GOAL: Every line from the line containing "Annotation guideline: every instance of the woman's eye receives" through the final line below is to be repeated exactly; no other line is.

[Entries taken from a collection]
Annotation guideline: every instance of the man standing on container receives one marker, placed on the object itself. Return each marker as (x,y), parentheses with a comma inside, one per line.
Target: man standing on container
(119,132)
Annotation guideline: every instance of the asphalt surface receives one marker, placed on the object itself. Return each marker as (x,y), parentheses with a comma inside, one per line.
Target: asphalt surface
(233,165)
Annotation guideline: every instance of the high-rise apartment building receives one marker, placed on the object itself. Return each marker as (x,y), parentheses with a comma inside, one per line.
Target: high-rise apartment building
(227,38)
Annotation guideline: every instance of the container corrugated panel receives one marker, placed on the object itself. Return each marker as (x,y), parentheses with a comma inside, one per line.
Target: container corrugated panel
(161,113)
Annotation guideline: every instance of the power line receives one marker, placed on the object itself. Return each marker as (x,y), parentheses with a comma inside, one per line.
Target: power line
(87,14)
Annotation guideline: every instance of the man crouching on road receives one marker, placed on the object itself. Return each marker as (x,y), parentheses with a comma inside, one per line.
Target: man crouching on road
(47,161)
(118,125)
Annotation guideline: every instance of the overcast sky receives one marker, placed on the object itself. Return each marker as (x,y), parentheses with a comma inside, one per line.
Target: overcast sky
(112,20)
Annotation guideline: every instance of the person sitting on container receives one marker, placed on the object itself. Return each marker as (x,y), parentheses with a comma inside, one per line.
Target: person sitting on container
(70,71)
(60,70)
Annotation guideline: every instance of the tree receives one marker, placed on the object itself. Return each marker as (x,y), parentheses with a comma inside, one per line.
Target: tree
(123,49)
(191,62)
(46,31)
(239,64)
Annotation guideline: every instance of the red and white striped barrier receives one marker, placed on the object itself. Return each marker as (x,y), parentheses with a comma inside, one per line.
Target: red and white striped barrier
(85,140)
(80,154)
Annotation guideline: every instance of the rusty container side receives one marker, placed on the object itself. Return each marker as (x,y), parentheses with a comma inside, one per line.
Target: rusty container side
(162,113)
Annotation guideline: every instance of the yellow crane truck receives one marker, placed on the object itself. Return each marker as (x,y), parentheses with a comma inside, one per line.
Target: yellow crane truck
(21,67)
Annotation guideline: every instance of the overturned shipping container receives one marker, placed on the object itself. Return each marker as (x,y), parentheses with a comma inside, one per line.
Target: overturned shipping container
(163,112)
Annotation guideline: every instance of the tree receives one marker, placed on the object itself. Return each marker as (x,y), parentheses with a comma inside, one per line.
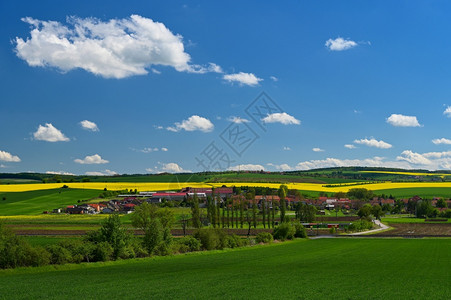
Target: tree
(441,203)
(365,211)
(113,233)
(283,190)
(156,224)
(195,212)
(377,211)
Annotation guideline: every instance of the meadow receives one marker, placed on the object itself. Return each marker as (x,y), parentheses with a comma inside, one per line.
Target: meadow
(302,269)
(38,201)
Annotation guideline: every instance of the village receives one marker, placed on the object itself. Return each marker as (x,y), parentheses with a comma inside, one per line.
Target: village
(125,203)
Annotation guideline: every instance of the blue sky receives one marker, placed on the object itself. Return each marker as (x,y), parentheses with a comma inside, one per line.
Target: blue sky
(163,85)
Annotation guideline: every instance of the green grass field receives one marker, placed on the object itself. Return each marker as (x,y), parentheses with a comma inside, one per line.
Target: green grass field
(303,269)
(35,202)
(428,193)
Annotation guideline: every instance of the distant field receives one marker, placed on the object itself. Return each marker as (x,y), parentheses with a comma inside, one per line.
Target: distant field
(407,173)
(35,202)
(424,192)
(308,269)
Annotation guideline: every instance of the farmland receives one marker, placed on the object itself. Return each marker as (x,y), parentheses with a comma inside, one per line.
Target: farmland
(356,269)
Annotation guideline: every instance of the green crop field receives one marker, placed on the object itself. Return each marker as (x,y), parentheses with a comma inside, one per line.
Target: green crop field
(303,269)
(35,202)
(424,192)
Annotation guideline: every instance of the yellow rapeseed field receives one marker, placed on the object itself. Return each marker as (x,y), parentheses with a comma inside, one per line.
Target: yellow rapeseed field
(161,186)
(407,173)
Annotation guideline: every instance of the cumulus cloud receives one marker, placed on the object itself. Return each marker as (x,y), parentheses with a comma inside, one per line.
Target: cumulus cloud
(243,78)
(282,167)
(283,118)
(88,125)
(246,167)
(49,133)
(91,160)
(403,121)
(340,44)
(8,157)
(447,112)
(101,173)
(442,141)
(150,149)
(414,158)
(237,120)
(193,123)
(59,173)
(115,48)
(171,168)
(335,162)
(373,143)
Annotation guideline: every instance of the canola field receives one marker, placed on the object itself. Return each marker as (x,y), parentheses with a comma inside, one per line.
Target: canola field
(162,186)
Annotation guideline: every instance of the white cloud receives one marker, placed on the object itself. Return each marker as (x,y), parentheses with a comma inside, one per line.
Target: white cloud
(282,167)
(373,143)
(283,118)
(91,160)
(335,162)
(243,78)
(442,141)
(340,44)
(247,167)
(403,121)
(193,123)
(115,48)
(237,120)
(447,112)
(49,133)
(59,173)
(8,157)
(101,173)
(88,125)
(413,158)
(172,168)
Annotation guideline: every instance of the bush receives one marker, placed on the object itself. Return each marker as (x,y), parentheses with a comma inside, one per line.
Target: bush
(300,231)
(264,237)
(103,252)
(210,239)
(59,255)
(361,225)
(189,244)
(284,231)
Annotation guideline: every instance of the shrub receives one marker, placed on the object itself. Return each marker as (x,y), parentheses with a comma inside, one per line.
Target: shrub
(284,231)
(264,237)
(189,244)
(103,251)
(59,255)
(210,239)
(300,231)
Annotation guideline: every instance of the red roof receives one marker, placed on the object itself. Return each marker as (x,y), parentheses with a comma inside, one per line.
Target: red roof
(168,194)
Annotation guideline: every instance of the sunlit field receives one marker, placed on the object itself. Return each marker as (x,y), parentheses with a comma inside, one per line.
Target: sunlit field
(159,186)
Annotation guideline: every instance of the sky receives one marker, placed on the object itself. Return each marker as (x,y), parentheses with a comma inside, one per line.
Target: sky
(107,87)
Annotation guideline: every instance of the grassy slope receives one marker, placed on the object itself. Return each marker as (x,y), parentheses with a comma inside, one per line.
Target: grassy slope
(35,202)
(428,192)
(315,269)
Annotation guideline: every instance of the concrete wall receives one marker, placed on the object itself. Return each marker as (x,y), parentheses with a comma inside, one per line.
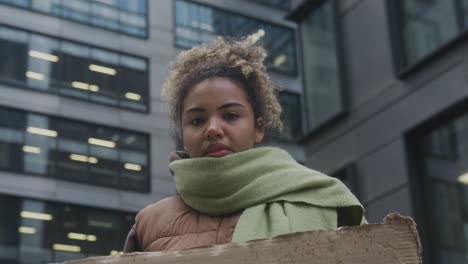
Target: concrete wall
(382,108)
(159,48)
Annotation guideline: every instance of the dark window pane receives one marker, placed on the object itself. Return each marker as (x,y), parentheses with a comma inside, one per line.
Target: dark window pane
(37,232)
(196,24)
(39,145)
(71,150)
(423,26)
(12,126)
(103,150)
(9,225)
(444,154)
(105,14)
(48,6)
(348,176)
(283,4)
(71,74)
(134,170)
(321,72)
(42,57)
(78,10)
(22,3)
(291,115)
(13,51)
(134,83)
(72,69)
(104,75)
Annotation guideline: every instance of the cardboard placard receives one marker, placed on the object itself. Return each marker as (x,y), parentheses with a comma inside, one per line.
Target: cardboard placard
(395,241)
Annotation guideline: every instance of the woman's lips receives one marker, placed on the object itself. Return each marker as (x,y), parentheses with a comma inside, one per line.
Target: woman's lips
(218,153)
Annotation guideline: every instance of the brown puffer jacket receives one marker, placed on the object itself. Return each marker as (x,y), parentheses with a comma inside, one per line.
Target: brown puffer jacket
(172,225)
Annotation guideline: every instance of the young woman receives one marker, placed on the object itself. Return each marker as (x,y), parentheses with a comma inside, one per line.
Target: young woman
(221,100)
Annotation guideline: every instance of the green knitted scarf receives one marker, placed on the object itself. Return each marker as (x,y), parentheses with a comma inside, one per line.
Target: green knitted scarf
(277,194)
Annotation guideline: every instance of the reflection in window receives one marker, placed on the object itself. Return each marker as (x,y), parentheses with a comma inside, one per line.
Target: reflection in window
(72,69)
(120,15)
(444,154)
(424,26)
(43,232)
(291,115)
(196,24)
(283,4)
(324,98)
(348,176)
(70,150)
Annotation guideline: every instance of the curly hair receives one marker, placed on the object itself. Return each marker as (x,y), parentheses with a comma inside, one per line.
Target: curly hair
(238,60)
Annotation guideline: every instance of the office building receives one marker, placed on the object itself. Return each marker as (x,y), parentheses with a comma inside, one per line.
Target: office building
(84,133)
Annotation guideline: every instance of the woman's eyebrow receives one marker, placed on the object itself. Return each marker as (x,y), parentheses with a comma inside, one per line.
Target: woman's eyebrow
(230,105)
(195,109)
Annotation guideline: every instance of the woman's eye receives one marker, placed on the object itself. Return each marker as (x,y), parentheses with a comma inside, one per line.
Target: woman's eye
(230,116)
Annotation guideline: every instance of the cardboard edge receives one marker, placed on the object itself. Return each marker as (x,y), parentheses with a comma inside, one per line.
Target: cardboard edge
(390,219)
(396,218)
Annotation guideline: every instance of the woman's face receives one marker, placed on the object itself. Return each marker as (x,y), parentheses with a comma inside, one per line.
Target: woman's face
(217,119)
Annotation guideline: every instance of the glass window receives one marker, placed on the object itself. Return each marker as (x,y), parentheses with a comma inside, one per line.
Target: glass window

ANSWER:
Annotation guideline: every instance of the woman's eye receives one marker, placed on the object itself. Return each marker as (x,y), parentheses with a comma inside, one per line.
Target: woman's eye
(230,116)
Annotation guideline: every instance of the cardboard edge receives one marker, placed on the object itself. Return each marker as (x,y), parentheses with a comma inside, one per line.
Target: cardboard edge
(390,219)
(396,218)
Annotation guideline: every instance of the woman's face receives one marker, placed on the object itself. Return each marker as (x,y), parentheses with a comma inside, one per line.
Target: woman's face
(217,119)
Annotation guideline: every instance of the glass window receives one marker, placed on the object itself. Return each marker as (x,y), parentheses with a comma inside, one per line.
Target: glass window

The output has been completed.